_ABOUT THIS TASK_: Below are some records. Say in a single number how many of their lines include the word "shirt".

_DATASET RECORDS_:

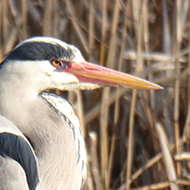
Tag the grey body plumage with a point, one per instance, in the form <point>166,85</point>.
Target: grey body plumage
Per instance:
<point>48,121</point>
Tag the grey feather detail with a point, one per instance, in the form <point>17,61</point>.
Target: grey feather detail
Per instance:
<point>63,107</point>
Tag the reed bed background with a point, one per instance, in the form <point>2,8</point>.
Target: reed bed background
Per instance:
<point>135,139</point>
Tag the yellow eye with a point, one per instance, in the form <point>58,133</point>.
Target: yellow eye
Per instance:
<point>56,63</point>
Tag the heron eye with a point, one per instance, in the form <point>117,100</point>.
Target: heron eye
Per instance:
<point>56,63</point>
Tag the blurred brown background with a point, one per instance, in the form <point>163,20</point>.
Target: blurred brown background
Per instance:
<point>135,139</point>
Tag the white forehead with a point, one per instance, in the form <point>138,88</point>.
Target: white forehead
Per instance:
<point>77,54</point>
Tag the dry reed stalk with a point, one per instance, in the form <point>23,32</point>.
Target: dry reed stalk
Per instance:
<point>91,30</point>
<point>117,103</point>
<point>168,160</point>
<point>47,22</point>
<point>71,14</point>
<point>24,18</point>
<point>139,67</point>
<point>177,82</point>
<point>94,160</point>
<point>103,32</point>
<point>105,98</point>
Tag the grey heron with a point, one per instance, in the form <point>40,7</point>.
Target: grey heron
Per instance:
<point>45,122</point>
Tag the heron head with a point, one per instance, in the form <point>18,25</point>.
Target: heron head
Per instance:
<point>48,63</point>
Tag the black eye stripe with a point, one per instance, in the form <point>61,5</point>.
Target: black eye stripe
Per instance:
<point>40,51</point>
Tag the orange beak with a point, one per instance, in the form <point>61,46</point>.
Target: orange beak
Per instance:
<point>91,73</point>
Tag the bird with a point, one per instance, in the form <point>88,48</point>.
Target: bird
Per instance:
<point>40,134</point>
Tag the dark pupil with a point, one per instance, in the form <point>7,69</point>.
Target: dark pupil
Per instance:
<point>57,62</point>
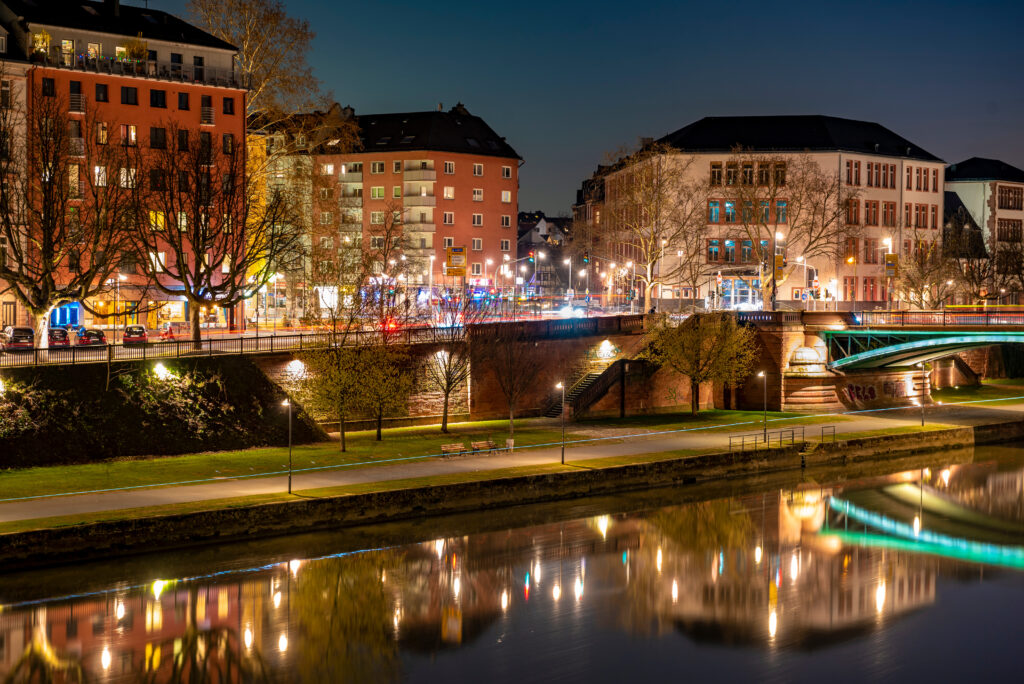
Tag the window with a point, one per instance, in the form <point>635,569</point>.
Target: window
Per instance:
<point>713,207</point>
<point>1010,198</point>
<point>716,173</point>
<point>712,250</point>
<point>1009,230</point>
<point>128,137</point>
<point>730,212</point>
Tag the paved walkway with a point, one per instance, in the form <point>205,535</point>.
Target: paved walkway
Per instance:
<point>631,444</point>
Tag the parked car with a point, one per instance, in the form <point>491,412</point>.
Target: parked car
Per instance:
<point>91,338</point>
<point>17,339</point>
<point>57,337</point>
<point>134,335</point>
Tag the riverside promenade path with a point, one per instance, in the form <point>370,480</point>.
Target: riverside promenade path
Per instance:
<point>608,442</point>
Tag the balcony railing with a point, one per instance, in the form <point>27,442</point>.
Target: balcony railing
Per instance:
<point>225,78</point>
<point>421,201</point>
<point>421,174</point>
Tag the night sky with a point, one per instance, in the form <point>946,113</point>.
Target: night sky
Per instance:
<point>569,83</point>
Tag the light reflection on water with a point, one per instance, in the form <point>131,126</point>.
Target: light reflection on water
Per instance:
<point>754,587</point>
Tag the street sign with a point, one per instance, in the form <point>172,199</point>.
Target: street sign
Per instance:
<point>455,261</point>
<point>892,265</point>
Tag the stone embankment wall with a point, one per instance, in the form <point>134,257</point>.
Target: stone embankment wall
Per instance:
<point>216,526</point>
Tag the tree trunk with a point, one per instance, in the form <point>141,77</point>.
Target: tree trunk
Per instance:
<point>444,414</point>
<point>197,334</point>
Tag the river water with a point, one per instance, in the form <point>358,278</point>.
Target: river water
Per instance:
<point>825,578</point>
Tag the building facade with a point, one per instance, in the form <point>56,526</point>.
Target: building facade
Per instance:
<point>890,191</point>
<point>127,76</point>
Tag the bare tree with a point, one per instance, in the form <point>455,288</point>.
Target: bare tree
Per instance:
<point>66,205</point>
<point>206,232</point>
<point>705,347</point>
<point>448,368</point>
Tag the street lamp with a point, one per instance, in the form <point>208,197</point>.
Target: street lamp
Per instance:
<point>561,386</point>
<point>764,382</point>
<point>288,403</point>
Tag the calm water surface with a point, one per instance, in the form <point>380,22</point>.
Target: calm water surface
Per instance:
<point>796,583</point>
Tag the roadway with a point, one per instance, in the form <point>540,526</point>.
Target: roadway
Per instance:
<point>620,442</point>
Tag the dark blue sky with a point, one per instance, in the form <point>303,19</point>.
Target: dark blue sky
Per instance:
<point>569,82</point>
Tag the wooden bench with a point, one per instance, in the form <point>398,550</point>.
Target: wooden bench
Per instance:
<point>487,445</point>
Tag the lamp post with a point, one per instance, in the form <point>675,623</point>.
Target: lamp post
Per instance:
<point>561,386</point>
<point>764,382</point>
<point>288,403</point>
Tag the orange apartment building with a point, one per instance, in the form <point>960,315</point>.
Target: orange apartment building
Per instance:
<point>87,55</point>
<point>445,175</point>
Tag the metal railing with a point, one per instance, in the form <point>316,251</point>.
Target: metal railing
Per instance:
<point>943,317</point>
<point>782,437</point>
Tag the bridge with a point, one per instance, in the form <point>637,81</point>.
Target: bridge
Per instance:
<point>875,340</point>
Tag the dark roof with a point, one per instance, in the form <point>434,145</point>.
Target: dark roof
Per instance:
<point>794,133</point>
<point>978,168</point>
<point>455,130</point>
<point>130,20</point>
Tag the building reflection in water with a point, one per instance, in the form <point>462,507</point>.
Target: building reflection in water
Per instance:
<point>761,569</point>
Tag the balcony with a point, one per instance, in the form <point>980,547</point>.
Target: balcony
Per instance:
<point>421,174</point>
<point>421,201</point>
<point>163,71</point>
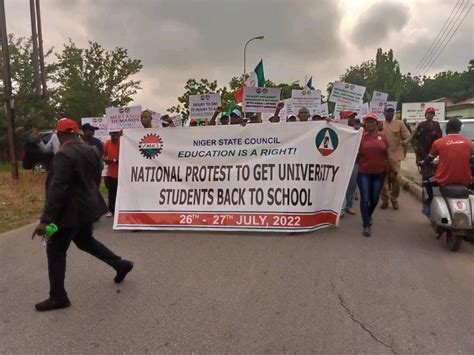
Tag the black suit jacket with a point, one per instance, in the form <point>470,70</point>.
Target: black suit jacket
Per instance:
<point>72,195</point>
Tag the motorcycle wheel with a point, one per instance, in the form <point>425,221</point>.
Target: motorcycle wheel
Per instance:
<point>453,241</point>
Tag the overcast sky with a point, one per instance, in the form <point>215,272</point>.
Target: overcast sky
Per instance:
<point>181,39</point>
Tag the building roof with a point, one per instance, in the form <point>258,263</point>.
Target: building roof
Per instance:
<point>467,102</point>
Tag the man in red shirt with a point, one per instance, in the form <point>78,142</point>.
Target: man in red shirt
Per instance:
<point>454,168</point>
<point>111,158</point>
<point>454,152</point>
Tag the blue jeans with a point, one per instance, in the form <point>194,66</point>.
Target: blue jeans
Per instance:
<point>351,188</point>
<point>370,187</point>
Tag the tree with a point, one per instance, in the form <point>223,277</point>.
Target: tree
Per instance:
<point>92,79</point>
<point>383,74</point>
<point>31,113</point>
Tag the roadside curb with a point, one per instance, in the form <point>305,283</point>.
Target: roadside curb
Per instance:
<point>412,188</point>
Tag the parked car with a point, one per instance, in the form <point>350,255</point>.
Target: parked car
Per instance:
<point>33,158</point>
<point>467,128</point>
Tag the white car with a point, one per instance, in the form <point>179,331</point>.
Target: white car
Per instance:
<point>467,128</point>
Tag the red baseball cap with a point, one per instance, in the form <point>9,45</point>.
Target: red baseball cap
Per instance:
<point>67,125</point>
<point>370,116</point>
<point>348,114</point>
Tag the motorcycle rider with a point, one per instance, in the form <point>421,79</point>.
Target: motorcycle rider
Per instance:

_WORKED SOLUTION_: 2